> **WRITTEN REQUEST**:
Reformat the rows from their start through the line containing "Query: slate scree slope" as a numbered list, skipping any blank lines and leaving the pictures out.

(begin)

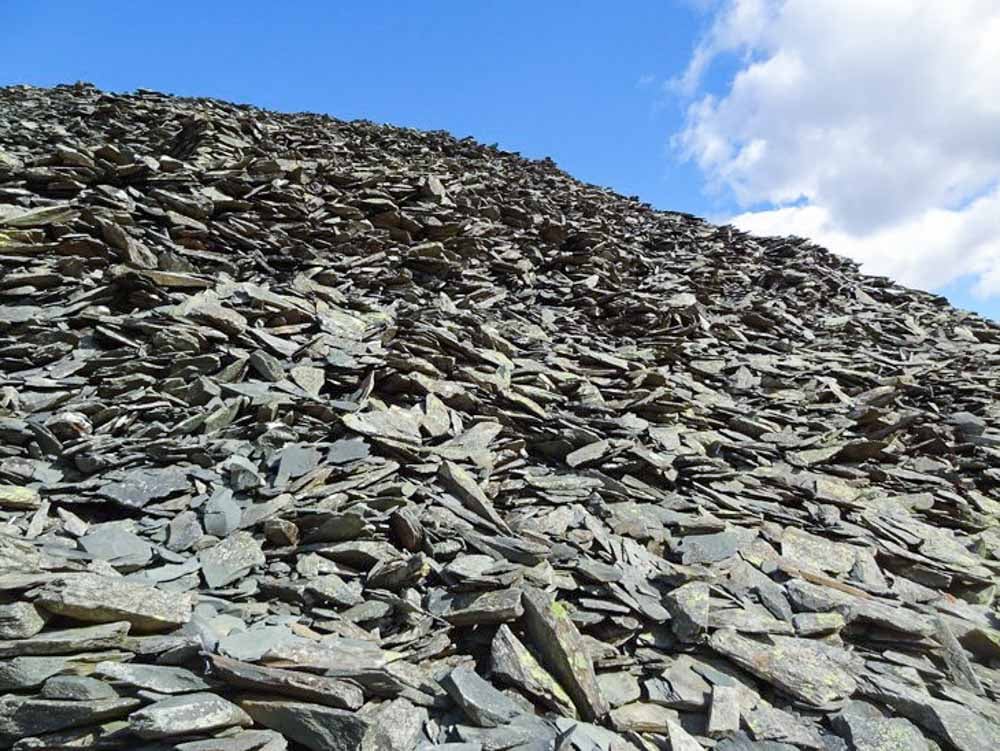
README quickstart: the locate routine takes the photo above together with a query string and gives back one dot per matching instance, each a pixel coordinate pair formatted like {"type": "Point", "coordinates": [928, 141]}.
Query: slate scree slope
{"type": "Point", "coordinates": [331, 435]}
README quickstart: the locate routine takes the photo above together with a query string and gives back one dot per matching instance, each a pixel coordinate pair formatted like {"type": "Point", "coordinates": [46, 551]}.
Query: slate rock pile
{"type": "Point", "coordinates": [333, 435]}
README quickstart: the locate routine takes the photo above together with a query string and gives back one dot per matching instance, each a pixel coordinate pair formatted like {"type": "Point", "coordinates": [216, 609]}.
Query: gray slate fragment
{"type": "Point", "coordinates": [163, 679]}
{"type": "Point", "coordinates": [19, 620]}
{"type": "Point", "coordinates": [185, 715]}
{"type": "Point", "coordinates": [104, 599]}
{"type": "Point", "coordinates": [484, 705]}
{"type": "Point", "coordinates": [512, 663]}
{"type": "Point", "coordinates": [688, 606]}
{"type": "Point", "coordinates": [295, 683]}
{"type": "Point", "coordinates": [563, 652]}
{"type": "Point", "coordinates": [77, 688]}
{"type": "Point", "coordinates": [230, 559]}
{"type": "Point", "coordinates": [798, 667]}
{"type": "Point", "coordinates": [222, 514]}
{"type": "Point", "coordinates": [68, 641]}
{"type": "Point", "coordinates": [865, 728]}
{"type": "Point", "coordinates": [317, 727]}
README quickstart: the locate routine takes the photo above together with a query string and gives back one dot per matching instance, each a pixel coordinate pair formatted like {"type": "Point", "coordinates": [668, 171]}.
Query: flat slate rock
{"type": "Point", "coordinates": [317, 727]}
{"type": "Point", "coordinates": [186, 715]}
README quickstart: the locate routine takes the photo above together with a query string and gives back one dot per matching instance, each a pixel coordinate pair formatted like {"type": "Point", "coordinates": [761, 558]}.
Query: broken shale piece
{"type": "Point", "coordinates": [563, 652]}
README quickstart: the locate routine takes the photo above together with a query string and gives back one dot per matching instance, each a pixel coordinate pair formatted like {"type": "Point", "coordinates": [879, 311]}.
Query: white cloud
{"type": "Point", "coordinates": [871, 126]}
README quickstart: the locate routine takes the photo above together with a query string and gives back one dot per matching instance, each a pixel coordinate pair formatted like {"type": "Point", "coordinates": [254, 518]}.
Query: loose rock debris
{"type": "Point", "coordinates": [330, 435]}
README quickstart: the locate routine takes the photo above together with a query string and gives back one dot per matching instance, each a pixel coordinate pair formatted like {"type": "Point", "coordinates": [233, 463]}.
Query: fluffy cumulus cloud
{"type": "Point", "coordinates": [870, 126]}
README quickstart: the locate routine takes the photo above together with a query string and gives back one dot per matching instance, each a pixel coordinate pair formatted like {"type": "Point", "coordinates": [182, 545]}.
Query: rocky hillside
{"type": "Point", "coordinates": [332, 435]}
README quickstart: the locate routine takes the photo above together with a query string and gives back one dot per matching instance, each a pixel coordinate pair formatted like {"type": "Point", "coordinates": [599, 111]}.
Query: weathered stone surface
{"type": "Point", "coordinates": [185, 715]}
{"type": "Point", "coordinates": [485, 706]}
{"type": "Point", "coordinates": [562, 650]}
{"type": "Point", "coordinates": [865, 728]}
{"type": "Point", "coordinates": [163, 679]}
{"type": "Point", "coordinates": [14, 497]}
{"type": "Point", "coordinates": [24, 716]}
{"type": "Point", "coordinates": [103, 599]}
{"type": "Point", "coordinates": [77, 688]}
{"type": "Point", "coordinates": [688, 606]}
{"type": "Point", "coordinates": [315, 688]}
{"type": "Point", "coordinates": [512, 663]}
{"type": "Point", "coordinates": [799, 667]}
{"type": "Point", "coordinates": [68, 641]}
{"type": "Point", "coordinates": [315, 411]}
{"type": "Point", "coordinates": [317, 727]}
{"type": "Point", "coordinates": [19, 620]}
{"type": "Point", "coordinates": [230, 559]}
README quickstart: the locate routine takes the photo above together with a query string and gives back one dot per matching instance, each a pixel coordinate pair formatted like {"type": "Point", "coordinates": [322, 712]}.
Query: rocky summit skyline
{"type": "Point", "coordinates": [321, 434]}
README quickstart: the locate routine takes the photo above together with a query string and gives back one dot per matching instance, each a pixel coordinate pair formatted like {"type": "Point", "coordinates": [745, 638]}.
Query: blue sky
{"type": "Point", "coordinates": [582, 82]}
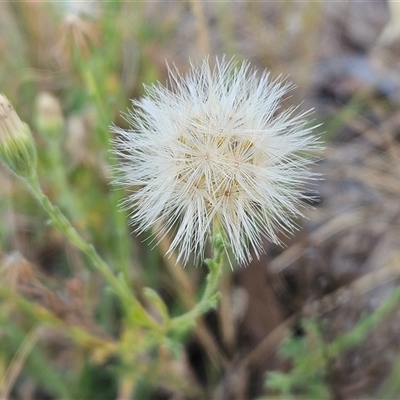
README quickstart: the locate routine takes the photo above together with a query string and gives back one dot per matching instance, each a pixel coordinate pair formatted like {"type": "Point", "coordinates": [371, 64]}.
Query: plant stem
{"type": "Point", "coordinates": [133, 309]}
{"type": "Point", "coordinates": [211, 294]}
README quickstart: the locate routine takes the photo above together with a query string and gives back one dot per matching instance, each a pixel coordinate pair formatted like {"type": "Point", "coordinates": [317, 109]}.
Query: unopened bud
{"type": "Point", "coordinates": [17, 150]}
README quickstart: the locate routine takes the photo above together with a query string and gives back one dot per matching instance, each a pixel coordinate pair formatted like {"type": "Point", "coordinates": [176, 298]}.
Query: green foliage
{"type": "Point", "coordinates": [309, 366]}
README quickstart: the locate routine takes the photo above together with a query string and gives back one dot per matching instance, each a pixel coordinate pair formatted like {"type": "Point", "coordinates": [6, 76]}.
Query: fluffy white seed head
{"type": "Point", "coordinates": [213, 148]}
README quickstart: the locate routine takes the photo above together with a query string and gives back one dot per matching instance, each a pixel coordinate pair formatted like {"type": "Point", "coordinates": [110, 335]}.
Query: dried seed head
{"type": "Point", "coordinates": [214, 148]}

(end)

> **ANSWER**:
1. README quickstart: the locate routine takes the photo above together with a query string and gives back one dot per matching instance, each a pixel coordinate pair formatted like {"type": "Point", "coordinates": [928, 141]}.
2. Query: slate scree slope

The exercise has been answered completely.